Directions for this task ▸ Report how many of the lines below contain the string "road". Give only the number.
___ Given data
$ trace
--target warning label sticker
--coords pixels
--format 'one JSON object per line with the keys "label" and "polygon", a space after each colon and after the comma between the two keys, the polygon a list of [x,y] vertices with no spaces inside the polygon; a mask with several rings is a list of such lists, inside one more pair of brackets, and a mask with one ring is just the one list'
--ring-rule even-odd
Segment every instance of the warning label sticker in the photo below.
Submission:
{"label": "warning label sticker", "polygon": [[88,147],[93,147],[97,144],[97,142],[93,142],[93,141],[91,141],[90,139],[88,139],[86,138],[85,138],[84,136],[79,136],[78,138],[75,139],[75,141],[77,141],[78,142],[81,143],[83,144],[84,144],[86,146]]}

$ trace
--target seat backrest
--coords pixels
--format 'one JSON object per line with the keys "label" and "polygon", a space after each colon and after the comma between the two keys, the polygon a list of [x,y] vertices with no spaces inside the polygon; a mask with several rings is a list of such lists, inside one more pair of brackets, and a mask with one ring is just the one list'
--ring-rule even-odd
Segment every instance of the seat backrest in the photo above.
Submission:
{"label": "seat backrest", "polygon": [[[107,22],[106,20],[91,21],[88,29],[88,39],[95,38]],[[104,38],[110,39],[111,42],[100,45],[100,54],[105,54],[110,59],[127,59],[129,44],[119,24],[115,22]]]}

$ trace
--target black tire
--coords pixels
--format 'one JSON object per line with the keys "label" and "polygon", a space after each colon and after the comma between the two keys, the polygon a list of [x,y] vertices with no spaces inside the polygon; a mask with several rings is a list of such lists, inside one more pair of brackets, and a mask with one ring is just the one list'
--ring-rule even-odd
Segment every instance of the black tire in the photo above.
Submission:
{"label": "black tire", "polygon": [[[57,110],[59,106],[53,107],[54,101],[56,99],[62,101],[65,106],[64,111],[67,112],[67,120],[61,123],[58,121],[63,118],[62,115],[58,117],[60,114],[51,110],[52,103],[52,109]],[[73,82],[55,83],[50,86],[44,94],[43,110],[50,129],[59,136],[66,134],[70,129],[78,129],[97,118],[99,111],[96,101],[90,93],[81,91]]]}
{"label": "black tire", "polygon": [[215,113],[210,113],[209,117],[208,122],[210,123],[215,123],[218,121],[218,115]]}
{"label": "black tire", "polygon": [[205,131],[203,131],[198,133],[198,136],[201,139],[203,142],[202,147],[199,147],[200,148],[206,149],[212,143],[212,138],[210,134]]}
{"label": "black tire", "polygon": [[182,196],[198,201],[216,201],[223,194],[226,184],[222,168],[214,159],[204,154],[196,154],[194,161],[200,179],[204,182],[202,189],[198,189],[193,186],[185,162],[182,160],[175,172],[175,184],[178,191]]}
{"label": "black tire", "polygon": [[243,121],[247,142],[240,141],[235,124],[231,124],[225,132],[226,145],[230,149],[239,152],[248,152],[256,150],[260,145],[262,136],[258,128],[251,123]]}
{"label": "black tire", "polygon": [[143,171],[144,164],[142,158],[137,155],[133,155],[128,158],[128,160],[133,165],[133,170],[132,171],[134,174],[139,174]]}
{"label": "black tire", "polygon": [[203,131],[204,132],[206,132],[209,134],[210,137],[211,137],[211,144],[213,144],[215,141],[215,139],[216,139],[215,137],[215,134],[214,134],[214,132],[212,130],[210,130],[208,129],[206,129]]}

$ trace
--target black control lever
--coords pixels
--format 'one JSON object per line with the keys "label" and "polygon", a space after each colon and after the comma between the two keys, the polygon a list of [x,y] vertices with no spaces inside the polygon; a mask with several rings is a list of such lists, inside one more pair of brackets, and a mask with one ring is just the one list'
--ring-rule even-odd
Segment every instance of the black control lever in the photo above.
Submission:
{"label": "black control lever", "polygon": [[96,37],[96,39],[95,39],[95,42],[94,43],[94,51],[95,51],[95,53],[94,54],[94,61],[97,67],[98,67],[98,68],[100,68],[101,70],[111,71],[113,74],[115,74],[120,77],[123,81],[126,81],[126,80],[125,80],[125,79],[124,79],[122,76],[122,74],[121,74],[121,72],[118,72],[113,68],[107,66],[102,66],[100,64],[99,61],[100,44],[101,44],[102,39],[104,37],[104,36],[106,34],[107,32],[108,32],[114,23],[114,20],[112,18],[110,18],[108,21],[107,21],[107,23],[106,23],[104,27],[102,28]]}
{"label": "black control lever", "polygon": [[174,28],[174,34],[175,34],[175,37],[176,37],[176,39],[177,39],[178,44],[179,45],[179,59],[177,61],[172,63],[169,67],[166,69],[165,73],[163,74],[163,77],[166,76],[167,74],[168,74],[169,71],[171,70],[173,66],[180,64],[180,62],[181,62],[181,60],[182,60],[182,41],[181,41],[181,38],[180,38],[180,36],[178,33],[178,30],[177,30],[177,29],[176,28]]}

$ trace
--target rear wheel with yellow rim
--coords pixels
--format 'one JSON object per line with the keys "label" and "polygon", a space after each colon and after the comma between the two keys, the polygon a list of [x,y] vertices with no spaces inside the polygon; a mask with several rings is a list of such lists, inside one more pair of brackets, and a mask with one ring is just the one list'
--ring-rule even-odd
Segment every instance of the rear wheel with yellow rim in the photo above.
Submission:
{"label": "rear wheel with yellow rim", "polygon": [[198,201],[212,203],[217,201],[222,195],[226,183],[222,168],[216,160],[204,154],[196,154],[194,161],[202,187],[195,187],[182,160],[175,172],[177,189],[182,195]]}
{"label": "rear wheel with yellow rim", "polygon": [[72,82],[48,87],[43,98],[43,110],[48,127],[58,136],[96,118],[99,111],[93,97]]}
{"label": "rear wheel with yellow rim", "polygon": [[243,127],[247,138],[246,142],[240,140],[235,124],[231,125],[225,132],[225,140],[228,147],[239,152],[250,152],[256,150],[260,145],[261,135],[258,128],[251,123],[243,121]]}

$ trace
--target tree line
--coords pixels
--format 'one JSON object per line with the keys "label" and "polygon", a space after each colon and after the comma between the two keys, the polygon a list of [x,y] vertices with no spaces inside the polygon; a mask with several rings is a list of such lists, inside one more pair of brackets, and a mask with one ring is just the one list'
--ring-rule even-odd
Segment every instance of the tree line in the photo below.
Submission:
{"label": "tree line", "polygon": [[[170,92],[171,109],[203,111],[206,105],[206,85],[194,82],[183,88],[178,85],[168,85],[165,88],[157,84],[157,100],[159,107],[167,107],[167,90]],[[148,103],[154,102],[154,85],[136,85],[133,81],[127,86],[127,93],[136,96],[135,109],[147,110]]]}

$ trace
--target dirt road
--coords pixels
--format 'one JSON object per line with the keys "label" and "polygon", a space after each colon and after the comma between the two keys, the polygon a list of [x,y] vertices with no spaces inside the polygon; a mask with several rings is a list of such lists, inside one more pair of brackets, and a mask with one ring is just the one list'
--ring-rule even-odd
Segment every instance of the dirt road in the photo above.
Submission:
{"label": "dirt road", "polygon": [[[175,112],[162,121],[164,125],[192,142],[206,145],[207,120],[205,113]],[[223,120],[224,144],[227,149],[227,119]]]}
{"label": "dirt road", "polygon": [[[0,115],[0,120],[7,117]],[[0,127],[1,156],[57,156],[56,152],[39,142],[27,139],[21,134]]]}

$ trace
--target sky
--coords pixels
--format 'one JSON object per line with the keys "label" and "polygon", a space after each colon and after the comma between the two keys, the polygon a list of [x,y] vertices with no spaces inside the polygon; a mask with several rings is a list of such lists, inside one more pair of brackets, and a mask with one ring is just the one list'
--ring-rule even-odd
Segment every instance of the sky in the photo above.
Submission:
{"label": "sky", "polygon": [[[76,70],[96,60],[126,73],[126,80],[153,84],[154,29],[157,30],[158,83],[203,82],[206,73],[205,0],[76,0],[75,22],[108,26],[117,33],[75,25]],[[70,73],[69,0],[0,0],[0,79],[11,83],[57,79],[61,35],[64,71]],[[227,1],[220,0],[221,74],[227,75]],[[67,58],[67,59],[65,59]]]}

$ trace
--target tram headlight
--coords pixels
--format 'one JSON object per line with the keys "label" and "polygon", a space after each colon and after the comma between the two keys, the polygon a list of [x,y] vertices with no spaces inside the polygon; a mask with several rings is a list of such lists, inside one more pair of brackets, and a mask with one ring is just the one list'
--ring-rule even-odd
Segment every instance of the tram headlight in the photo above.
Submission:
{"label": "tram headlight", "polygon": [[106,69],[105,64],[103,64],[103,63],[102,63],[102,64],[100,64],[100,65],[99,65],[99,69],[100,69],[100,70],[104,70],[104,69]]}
______
___ Given data
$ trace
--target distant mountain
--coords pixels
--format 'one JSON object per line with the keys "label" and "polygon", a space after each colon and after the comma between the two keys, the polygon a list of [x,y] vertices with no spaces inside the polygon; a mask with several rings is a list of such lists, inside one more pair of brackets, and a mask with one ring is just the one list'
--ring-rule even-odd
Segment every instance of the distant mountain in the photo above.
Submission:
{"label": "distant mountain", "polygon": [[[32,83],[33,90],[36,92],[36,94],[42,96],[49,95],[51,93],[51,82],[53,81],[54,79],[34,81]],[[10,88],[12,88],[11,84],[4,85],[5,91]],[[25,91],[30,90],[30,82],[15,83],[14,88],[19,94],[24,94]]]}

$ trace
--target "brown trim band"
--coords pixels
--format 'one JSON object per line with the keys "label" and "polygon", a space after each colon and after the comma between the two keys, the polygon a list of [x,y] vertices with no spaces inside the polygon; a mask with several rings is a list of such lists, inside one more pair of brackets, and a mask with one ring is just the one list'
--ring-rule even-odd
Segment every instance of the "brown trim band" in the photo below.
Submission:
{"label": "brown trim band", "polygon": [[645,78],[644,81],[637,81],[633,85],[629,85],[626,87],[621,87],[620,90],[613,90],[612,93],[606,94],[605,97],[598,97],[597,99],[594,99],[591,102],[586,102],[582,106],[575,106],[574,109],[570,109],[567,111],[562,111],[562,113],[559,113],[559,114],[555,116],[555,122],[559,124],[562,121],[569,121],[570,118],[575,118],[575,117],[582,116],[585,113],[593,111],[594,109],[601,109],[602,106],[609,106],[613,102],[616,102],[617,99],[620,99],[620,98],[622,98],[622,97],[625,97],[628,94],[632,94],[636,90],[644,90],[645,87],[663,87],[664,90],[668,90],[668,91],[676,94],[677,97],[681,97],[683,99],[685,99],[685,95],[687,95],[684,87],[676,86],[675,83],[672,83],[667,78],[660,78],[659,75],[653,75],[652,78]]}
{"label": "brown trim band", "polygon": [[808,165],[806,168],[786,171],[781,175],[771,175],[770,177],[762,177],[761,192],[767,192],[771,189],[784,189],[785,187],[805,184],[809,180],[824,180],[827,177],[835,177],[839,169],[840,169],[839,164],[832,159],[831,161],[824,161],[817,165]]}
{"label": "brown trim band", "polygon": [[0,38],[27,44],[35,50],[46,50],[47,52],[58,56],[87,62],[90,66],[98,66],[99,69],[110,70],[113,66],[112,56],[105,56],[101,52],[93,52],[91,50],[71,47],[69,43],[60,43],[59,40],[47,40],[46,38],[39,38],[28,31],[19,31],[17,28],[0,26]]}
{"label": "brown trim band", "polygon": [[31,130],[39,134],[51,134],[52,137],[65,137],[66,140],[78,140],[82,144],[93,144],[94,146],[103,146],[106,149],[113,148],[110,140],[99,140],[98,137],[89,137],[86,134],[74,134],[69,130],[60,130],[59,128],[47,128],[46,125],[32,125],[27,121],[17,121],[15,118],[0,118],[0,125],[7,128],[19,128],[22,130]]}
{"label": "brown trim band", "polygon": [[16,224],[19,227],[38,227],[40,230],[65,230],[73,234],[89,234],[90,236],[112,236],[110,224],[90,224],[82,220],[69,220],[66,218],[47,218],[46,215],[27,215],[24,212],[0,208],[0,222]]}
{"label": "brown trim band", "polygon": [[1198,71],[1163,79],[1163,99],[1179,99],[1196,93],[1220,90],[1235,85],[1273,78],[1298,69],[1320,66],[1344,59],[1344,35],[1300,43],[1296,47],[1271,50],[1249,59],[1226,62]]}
______
Result of this exercise ▸ 4